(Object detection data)

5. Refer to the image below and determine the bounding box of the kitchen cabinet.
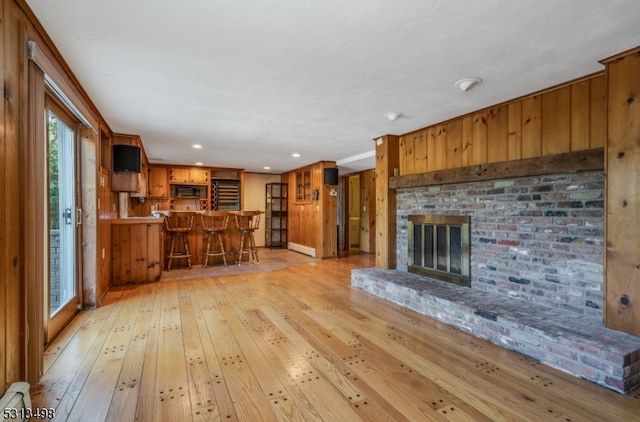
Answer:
[169,167,209,185]
[147,166,169,199]
[264,183,289,248]
[296,167,311,203]
[111,217,164,286]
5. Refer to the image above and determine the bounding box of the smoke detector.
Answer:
[453,78,482,92]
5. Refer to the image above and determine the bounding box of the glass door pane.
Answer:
[47,110,76,316]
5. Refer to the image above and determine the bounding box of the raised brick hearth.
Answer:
[351,268,640,393]
[352,171,640,393]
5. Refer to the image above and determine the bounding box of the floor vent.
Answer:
[288,242,316,258]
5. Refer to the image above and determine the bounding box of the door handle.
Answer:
[64,208,71,226]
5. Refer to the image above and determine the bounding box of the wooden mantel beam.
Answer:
[389,148,604,189]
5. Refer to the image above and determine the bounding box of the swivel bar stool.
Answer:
[164,211,193,271]
[229,211,262,265]
[200,211,229,267]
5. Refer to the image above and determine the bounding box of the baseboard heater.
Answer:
[287,242,316,258]
[0,382,31,422]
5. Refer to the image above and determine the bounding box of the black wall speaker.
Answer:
[113,145,140,173]
[324,167,338,186]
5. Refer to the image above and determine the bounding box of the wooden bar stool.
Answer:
[164,211,193,271]
[200,211,229,267]
[229,211,262,265]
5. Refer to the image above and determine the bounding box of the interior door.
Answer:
[44,99,81,343]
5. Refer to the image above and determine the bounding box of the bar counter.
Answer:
[159,210,245,270]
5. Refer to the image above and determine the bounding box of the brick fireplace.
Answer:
[352,171,640,393]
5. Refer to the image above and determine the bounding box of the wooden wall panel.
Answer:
[542,86,571,156]
[283,161,338,258]
[462,115,473,166]
[487,106,509,163]
[507,101,522,160]
[522,95,542,158]
[445,119,462,168]
[434,124,447,170]
[360,170,376,253]
[398,135,411,176]
[589,77,607,149]
[569,80,591,151]
[375,135,399,268]
[605,47,640,335]
[413,129,427,173]
[404,134,416,174]
[425,126,436,172]
[471,111,488,165]
[0,2,28,391]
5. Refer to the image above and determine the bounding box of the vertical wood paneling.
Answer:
[605,52,640,335]
[445,119,462,168]
[434,124,447,170]
[570,80,591,151]
[522,95,542,158]
[462,115,473,166]
[360,169,376,253]
[398,135,409,176]
[375,135,399,268]
[589,76,607,149]
[400,133,416,174]
[542,86,571,156]
[413,129,427,173]
[471,111,488,165]
[24,62,47,385]
[487,106,509,163]
[426,126,436,172]
[314,161,338,258]
[0,2,24,387]
[507,101,522,160]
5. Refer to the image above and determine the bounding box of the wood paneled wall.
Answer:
[605,49,640,335]
[360,170,376,253]
[0,0,110,393]
[399,74,607,176]
[282,161,338,258]
[375,135,400,268]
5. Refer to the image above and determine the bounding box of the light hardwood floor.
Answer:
[33,252,640,422]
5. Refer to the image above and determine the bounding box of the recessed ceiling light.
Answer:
[384,111,403,122]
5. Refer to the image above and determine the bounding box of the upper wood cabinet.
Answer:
[296,167,311,203]
[147,166,169,199]
[169,167,209,185]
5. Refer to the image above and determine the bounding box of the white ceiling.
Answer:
[27,0,640,174]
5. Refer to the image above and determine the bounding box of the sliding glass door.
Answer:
[45,101,80,342]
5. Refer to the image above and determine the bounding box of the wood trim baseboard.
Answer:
[389,148,604,189]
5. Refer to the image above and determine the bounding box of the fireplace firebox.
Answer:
[407,215,471,287]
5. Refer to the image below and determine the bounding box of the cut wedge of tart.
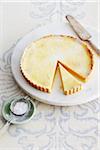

_Given problem:_
Rewrite all of the material above with each "determine" changed to "give" and nothing else altered. Leave the pictures out.

_Exercise answer:_
5. Refer to the image below and give the bounding box of the kitchen cabinet.
Answer:
[169,167,209,185]
[147,166,169,199]
[264,183,289,248]
[296,167,311,203]
[111,217,164,286]
5. Refer to the image above and give the bounding box of the smoke detector.
Answer:
[453,78,482,92]
5. Refer to the image above and give the bounding box of the glass door pane.
Answer:
[47,110,76,316]
5. Refer to the image above and give the bounding box of the raised brick hearth.
Answer:
[351,268,640,393]
[352,171,640,393]
5. Refer to the image above and give the bounding box of the floor vent.
Answer:
[288,242,316,258]
5. Refer to the image above and give the bounding box of the door handle.
Answer:
[64,208,71,226]
5. Refer to the image above and give the bounding box of the wooden mantel beam.
Answer:
[389,148,604,189]
5. Refer to the image above and give the bounding box of the swivel bar stool.
Answer:
[164,211,193,271]
[229,211,262,265]
[200,211,229,267]
5. Refer to the image above and give the bounding box of the baseboard heater.
Answer:
[287,242,316,258]
[0,382,31,422]
5. Refer to the image above and give the bounding box of the black wall speaker.
Answer:
[113,145,140,173]
[324,167,338,186]
5. Refer to the image above and give the bounding box of the wooden bar stool.
Answer:
[164,211,193,271]
[200,211,229,267]
[229,211,262,265]
5. Refer to the image above and give the bounding box of the interior door.
Answer:
[44,99,81,343]
5. Refer to the image above and give the bounding box of the bar counter.
Answer:
[159,210,245,270]
5. Refer to the image above and give the bounding box of the brick fireplace.
Answer:
[352,171,640,393]
5. Refer to the image above and give the bounding box of the wooden wall panel.
Answer:
[542,86,571,156]
[283,161,338,258]
[462,115,473,166]
[487,106,509,163]
[507,101,522,160]
[522,95,542,158]
[445,119,462,168]
[434,124,447,170]
[360,170,376,253]
[398,135,411,176]
[589,77,607,149]
[569,80,591,151]
[375,135,399,268]
[605,47,640,335]
[413,129,427,173]
[404,134,416,174]
[425,126,436,172]
[471,111,488,165]
[0,2,28,391]
5. Refer to the image above and give the bounding box of the vertical wood paneling.
Answer:
[605,52,640,335]
[445,119,462,168]
[434,124,447,170]
[570,80,591,151]
[522,95,542,158]
[462,115,473,166]
[360,169,376,253]
[398,135,409,176]
[375,135,399,268]
[589,76,607,149]
[400,133,416,174]
[542,86,571,156]
[413,129,427,173]
[471,111,488,165]
[24,62,47,385]
[487,106,509,163]
[426,126,436,172]
[314,161,338,258]
[0,2,24,387]
[507,101,522,160]
5. Refer to the image above and give the bounding box of the wood paneled wall.
Answer:
[605,49,640,335]
[360,170,376,253]
[0,0,110,393]
[399,74,607,176]
[282,161,338,258]
[375,135,400,268]
5. Refer to the image above and give the bounding box of the light hardwood floor.
Answer:
[33,252,640,422]
5. Refer to the image above and give the bounding box of the recessed ceiling light.
Answer:
[384,111,403,122]
5. Refer to the image above and give the bounding box of the upper wood cabinet.
Answer:
[296,167,311,203]
[147,166,169,199]
[169,167,209,185]
5. Refer to the image above and give the bounding box of the white ceiling.
Answer:
[27,0,640,174]
5. Refer to the image above and give the bounding box of the sliding glass door.
Answer:
[45,101,80,342]
5. Refer to the image above and give the bounding box of the wood trim baseboard.
Answer:
[389,148,604,189]
5. Refer to the image above and give the bounding box of the fireplace firebox.
Answer:
[407,215,471,287]
5. Refer to the image below and give the bounding box of the cut wedge of tart.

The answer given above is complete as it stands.